>> Start

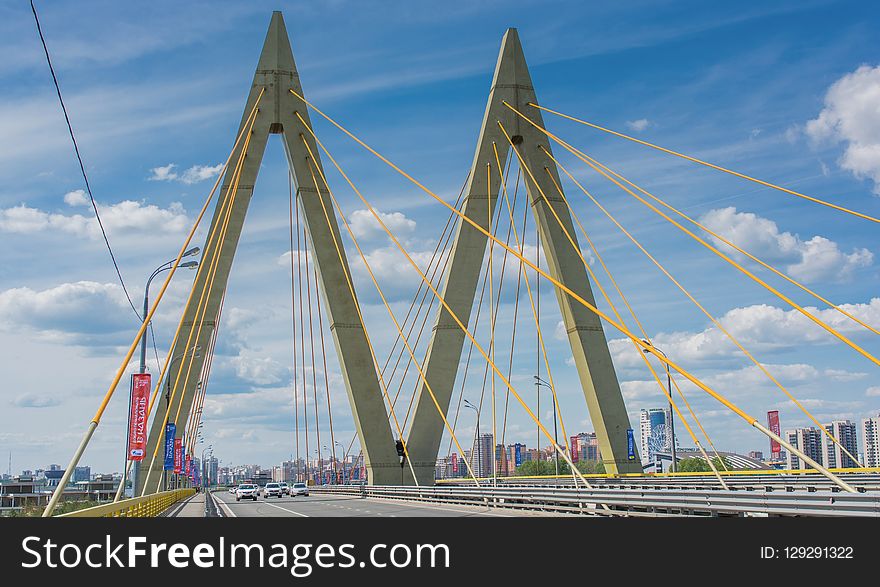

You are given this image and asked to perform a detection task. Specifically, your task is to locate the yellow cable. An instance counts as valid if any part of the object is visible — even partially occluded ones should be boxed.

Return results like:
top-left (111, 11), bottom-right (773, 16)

top-left (290, 100), bottom-right (598, 487)
top-left (544, 144), bottom-right (858, 462)
top-left (296, 129), bottom-right (480, 487)
top-left (542, 163), bottom-right (727, 480)
top-left (505, 102), bottom-right (859, 463)
top-left (498, 122), bottom-right (724, 485)
top-left (505, 102), bottom-right (880, 366)
top-left (486, 162), bottom-right (501, 480)
top-left (92, 91), bottom-right (263, 424)
top-left (289, 90), bottom-right (856, 493)
top-left (141, 110), bottom-right (254, 496)
top-left (529, 104), bottom-right (880, 223)
top-left (296, 157), bottom-right (419, 485)
top-left (170, 124), bottom-right (251, 432)
top-left (492, 142), bottom-right (569, 460)
top-left (297, 147), bottom-right (409, 459)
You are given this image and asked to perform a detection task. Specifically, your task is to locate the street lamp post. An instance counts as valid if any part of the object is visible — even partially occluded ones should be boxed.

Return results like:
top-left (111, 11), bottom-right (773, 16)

top-left (334, 440), bottom-right (345, 485)
top-left (642, 339), bottom-right (678, 473)
top-left (117, 247), bottom-right (201, 499)
top-left (461, 400), bottom-right (484, 480)
top-left (199, 444), bottom-right (214, 490)
top-left (162, 345), bottom-right (202, 491)
top-left (533, 375), bottom-right (559, 477)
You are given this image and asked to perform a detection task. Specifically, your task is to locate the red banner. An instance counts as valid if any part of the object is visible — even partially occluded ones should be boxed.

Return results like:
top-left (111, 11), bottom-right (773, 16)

top-left (767, 410), bottom-right (781, 460)
top-left (174, 438), bottom-right (183, 475)
top-left (128, 373), bottom-right (150, 461)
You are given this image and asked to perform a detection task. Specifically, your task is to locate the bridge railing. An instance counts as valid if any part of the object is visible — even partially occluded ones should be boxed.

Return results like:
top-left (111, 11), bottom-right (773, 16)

top-left (56, 489), bottom-right (196, 518)
top-left (311, 485), bottom-right (880, 517)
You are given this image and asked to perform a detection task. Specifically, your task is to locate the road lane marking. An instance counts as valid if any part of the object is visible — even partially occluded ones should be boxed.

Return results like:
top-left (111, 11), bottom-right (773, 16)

top-left (214, 495), bottom-right (238, 518)
top-left (368, 499), bottom-right (516, 518)
top-left (263, 502), bottom-right (309, 518)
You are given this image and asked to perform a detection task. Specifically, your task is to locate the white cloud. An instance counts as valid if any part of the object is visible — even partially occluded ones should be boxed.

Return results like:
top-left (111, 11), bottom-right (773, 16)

top-left (700, 207), bottom-right (874, 282)
top-left (348, 210), bottom-right (416, 239)
top-left (147, 163), bottom-right (177, 181)
top-left (0, 201), bottom-right (189, 240)
top-left (147, 163), bottom-right (223, 184)
top-left (0, 281), bottom-right (134, 343)
top-left (64, 190), bottom-right (91, 206)
top-left (609, 298), bottom-right (880, 368)
top-left (180, 163), bottom-right (223, 184)
top-left (805, 65), bottom-right (880, 194)
top-left (231, 349), bottom-right (287, 385)
top-left (10, 393), bottom-right (61, 408)
top-left (626, 118), bottom-right (651, 132)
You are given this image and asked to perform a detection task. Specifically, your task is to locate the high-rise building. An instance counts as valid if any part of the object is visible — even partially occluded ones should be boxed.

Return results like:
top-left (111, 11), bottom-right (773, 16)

top-left (862, 414), bottom-right (880, 467)
top-left (569, 432), bottom-right (602, 462)
top-left (471, 432), bottom-right (495, 477)
top-left (639, 408), bottom-right (672, 465)
top-left (785, 428), bottom-right (825, 469)
top-left (822, 420), bottom-right (859, 469)
top-left (767, 410), bottom-right (782, 461)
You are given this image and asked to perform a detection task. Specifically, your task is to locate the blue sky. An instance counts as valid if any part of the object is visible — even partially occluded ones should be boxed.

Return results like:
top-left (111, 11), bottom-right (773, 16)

top-left (0, 2), bottom-right (880, 472)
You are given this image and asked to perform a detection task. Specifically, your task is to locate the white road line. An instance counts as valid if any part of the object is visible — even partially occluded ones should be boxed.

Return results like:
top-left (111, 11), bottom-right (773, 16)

top-left (263, 502), bottom-right (309, 518)
top-left (214, 495), bottom-right (238, 518)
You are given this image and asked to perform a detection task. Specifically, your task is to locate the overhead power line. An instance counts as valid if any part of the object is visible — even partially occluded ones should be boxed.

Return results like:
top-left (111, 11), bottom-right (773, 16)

top-left (31, 0), bottom-right (141, 318)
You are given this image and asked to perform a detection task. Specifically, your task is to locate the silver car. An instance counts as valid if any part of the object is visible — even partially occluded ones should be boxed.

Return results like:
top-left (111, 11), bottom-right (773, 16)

top-left (263, 483), bottom-right (284, 499)
top-left (290, 483), bottom-right (309, 497)
top-left (235, 483), bottom-right (259, 501)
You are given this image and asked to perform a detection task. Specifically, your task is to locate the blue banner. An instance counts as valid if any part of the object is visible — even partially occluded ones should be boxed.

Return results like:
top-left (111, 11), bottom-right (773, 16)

top-left (626, 428), bottom-right (636, 461)
top-left (162, 422), bottom-right (177, 471)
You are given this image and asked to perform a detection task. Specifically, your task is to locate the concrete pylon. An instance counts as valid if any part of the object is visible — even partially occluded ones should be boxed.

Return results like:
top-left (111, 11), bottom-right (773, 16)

top-left (407, 29), bottom-right (641, 484)
top-left (138, 11), bottom-right (400, 493)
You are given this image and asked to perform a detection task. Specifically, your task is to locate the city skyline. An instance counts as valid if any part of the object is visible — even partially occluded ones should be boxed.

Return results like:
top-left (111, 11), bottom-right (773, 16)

top-left (0, 1), bottom-right (880, 470)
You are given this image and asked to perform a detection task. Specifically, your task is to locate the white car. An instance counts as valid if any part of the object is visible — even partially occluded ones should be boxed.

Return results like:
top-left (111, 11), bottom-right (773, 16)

top-left (235, 483), bottom-right (259, 501)
top-left (263, 483), bottom-right (284, 499)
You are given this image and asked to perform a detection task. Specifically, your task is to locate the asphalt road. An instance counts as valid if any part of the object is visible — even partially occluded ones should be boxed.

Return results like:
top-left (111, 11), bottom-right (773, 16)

top-left (214, 491), bottom-right (531, 518)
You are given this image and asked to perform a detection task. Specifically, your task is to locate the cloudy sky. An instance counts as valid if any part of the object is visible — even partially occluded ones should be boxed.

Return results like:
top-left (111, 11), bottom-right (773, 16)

top-left (0, 1), bottom-right (880, 472)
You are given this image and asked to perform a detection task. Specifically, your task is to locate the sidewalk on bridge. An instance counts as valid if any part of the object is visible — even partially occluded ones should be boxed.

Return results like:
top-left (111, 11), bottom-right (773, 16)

top-left (164, 493), bottom-right (205, 518)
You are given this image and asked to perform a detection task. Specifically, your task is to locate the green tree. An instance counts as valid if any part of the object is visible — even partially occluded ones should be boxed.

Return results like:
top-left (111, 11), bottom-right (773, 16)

top-left (575, 461), bottom-right (605, 475)
top-left (676, 457), bottom-right (731, 473)
top-left (516, 457), bottom-right (571, 477)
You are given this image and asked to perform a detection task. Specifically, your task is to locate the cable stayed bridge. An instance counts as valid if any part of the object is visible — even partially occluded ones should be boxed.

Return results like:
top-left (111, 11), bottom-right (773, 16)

top-left (44, 12), bottom-right (880, 516)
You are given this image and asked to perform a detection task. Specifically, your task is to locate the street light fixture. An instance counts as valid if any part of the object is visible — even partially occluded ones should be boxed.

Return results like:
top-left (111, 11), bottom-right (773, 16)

top-left (532, 375), bottom-right (559, 477)
top-left (642, 338), bottom-right (678, 473)
top-left (122, 253), bottom-right (201, 497)
top-left (199, 444), bottom-right (214, 488)
top-left (334, 440), bottom-right (345, 485)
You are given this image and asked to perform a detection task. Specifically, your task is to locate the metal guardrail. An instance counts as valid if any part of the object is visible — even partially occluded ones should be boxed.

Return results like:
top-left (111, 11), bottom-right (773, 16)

top-left (312, 485), bottom-right (880, 517)
top-left (437, 473), bottom-right (880, 491)
top-left (56, 489), bottom-right (196, 518)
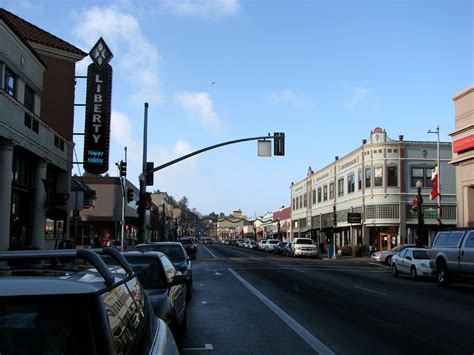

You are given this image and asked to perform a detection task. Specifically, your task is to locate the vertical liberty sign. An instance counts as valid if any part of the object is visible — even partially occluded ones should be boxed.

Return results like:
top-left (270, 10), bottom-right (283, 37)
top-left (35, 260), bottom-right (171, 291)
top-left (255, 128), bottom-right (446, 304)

>> End

◆ TO BE DONE ◆
Reproduce everything from the line containing "locate the asphalt" down to the line containing "top-left (516, 457), bottom-right (571, 477)", both included, keeping the request text and its sample format lines unchanged. Multiply every bounding-box coordinate in the answers by 2.4 and round to whole numbers, with halves rounding up.

◆ ANSWER BELOW ◆
You are given this image and asked to perform a detection task. Specifically, your task is to locate the asphalt road. An instance counts as valid if any part of the object is visible — even partially occluded ones should be boxed.

Return results like:
top-left (111, 11), bottom-right (773, 16)

top-left (514, 1178), bottom-right (1274, 1243)
You are given this image and asked to perform a detection task. Specifically, your task is to locate the cloudy sky. An instance counts as valid if any part of the object is visible — even partially occluded ones should be boxed.

Return results like:
top-left (111, 11), bottom-right (773, 16)

top-left (0, 2), bottom-right (2112, 1133)
You are given this image and asked to perform a detection task. Specifically, your task is to locate the sidewalk on bridge. An instance counts as valid if any part of the object is visible — even partially occluded ones should be boxed.

Return results like:
top-left (111, 11), bottom-right (773, 16)

top-left (394, 1183), bottom-right (492, 1243)
You are given this image and asked to perform a detection task. Specifically, your task is to locate the green tree. An instance counts as valid if any part of the object is visible — even partially occluded ones should be boxed.

Return results like:
top-left (111, 11), bottom-right (773, 16)

top-left (1380, 1106), bottom-right (1452, 1140)
top-left (1622, 1097), bottom-right (1754, 1135)
top-left (1238, 1097), bottom-right (1370, 1145)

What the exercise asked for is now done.